• **Written request**
Copy out, word for word, the stretch of the records below that runs from the line containing "of the calm" through the end of the records.

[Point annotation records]
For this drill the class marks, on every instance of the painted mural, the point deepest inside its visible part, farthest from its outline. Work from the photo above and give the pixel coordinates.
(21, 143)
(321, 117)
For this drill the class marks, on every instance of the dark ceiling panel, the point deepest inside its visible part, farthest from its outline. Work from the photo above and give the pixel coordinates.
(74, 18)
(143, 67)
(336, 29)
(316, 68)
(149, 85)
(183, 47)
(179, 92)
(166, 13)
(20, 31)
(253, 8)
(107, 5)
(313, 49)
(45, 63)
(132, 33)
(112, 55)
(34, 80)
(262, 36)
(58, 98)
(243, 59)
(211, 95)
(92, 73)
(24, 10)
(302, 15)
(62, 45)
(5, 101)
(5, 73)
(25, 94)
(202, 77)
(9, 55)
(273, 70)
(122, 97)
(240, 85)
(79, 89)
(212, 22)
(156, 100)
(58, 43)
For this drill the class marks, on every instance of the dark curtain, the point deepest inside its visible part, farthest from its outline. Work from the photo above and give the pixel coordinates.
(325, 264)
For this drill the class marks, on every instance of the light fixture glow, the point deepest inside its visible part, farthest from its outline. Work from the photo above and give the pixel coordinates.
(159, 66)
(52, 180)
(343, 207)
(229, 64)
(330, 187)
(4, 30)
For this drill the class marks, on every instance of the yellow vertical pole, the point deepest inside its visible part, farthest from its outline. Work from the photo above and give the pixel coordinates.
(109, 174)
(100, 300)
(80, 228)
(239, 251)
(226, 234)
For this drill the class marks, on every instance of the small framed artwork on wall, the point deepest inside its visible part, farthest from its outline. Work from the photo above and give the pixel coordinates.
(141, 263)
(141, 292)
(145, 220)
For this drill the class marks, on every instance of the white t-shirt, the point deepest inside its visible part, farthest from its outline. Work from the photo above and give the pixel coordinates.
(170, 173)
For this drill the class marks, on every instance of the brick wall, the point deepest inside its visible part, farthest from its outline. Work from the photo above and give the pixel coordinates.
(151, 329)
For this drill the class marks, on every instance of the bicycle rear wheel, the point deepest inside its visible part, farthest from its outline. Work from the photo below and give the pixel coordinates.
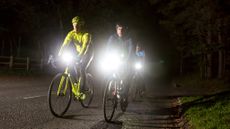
(110, 100)
(89, 92)
(59, 95)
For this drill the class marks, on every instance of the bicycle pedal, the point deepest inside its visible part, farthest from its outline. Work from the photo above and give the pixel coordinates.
(82, 96)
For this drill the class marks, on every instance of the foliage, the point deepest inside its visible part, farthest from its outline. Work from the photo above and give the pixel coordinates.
(209, 113)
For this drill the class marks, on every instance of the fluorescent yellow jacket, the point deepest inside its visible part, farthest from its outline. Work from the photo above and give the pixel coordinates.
(80, 41)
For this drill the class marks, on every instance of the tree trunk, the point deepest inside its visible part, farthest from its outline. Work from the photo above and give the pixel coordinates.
(3, 47)
(11, 47)
(220, 52)
(19, 46)
(181, 63)
(209, 55)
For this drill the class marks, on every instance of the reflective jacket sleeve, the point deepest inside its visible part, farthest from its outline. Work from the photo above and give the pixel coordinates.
(66, 42)
(86, 39)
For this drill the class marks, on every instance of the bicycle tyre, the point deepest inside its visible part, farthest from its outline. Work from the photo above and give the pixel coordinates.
(110, 85)
(51, 95)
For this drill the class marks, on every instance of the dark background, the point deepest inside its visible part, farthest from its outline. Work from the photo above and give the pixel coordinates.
(189, 36)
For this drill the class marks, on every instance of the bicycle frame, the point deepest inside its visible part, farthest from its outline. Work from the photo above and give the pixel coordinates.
(75, 88)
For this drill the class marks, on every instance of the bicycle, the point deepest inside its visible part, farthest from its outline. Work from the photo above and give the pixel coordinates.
(115, 88)
(63, 86)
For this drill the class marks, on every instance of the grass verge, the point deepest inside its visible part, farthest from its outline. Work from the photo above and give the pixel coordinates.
(207, 112)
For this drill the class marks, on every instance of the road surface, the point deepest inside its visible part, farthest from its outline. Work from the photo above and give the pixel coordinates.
(23, 105)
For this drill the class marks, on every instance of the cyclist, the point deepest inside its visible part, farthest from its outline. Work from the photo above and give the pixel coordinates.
(121, 42)
(80, 42)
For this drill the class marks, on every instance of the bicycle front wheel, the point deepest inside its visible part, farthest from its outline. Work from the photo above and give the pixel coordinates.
(110, 100)
(89, 91)
(59, 95)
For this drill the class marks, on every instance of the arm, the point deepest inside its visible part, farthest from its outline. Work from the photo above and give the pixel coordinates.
(66, 42)
(86, 40)
(109, 44)
(130, 49)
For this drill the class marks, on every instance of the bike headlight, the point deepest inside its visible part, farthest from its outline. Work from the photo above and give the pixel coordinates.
(138, 65)
(111, 62)
(67, 57)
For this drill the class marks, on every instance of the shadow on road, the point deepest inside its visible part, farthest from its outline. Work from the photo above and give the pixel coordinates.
(105, 125)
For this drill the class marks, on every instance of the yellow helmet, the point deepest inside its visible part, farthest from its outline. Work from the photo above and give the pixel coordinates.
(78, 20)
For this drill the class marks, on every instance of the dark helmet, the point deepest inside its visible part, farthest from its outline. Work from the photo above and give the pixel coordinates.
(78, 20)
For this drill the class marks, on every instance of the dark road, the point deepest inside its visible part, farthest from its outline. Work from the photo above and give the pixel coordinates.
(24, 106)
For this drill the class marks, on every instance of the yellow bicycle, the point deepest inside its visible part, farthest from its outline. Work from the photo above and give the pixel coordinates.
(63, 87)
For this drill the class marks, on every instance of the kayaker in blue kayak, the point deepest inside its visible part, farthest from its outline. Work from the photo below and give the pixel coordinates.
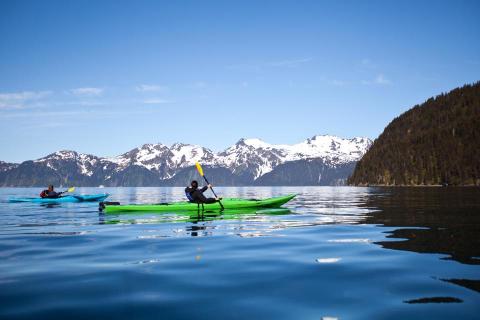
(194, 194)
(50, 193)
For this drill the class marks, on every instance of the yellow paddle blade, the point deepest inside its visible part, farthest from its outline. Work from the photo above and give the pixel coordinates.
(199, 168)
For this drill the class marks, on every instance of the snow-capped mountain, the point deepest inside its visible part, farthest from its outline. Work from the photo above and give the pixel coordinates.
(249, 161)
(256, 157)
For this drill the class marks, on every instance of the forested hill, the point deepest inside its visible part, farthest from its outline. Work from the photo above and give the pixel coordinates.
(434, 143)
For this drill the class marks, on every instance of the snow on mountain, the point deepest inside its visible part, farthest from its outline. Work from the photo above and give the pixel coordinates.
(257, 157)
(5, 166)
(248, 158)
(185, 155)
(85, 162)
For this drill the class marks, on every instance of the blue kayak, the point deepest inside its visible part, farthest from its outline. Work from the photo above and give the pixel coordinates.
(68, 198)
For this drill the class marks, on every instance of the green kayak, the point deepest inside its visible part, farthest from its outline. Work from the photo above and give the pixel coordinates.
(229, 204)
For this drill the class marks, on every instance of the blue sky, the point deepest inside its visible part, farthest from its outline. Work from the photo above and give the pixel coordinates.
(103, 77)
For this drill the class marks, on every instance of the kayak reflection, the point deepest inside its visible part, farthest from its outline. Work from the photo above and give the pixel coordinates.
(189, 217)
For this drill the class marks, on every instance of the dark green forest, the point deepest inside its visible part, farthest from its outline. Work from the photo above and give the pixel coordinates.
(435, 143)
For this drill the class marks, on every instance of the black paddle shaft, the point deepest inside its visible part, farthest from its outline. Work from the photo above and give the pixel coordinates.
(206, 180)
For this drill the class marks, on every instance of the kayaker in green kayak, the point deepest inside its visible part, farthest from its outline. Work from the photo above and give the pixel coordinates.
(194, 194)
(50, 193)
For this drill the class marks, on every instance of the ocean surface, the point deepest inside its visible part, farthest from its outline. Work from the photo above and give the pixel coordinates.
(338, 253)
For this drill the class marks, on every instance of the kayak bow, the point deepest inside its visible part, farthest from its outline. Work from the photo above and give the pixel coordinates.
(68, 198)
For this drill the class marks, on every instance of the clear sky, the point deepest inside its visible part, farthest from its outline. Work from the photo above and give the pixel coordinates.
(103, 77)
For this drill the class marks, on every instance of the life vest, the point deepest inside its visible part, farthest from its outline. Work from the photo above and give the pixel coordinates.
(189, 196)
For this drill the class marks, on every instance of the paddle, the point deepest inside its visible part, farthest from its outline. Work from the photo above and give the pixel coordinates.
(71, 189)
(200, 171)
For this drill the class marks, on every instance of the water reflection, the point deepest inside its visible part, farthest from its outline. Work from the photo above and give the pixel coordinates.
(430, 220)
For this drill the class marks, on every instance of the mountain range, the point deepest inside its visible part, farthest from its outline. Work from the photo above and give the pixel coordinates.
(320, 160)
(434, 143)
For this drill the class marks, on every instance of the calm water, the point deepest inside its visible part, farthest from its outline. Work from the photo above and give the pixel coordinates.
(346, 253)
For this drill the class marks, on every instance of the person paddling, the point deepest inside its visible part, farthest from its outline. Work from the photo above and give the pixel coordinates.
(50, 193)
(194, 194)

• **Full answer**
For this drill the class marks, on every instance of the calm water, the point deepest inside its visible part, farthest from its outline. Work from the photo above and give the pixel coordinates.
(346, 253)
For this drill the class marks, on every instance of the person paddling, the point deepest inside its visible part, farthest from its outline. Work from the photo above and give the pixel coordinates.
(50, 193)
(194, 194)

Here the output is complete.